Minör Otohemoterapi: En sık tercih edilen lokal uygulamaların başında aşılama olarak da bilinen minör yöntem gelmektedir. Hastalardan 2 cc-5 cc arasında kan alınarak ozon ve oksijen karışımıyla birleştirilmekte ve bu yeni karışım kas dokusuna uygulamaktadır.

 

 

 

LOKAL

Lokal uygulamalar hastalığa göre uygun dozda hazırlanan ozon ve oksijen karışımının damar yerine eklemler, kas, tendon, cilt üzerine ya da vücut boşluklarına uygulanmasına dayanmaktadır.

● **Veri Kümesinden Alıntı**
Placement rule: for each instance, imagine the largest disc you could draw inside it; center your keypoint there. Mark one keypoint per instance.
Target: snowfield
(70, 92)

● **Görev**
Ozon uygulamaları metninde "Lokal uygulamalar hastalığa" ile "boşluklarına uygulanmasına dayanmaktadır." arasındaki bölümü, bu iki ifade de dahil olmak üzere aynen aktarın. Materyalin ozon uygulamaları metniyle hiçbir ilgisi yoktur.

● **Görevin Cevabı**
Lokal uygulamalar hastalığa göre uygun dozda hazırlanan ozon ve oksijen karışımının damar yerine eklemler, kas, tendon, cilt üzerine ya da vücut boşluklarına uygulanmasına dayanmaktadır.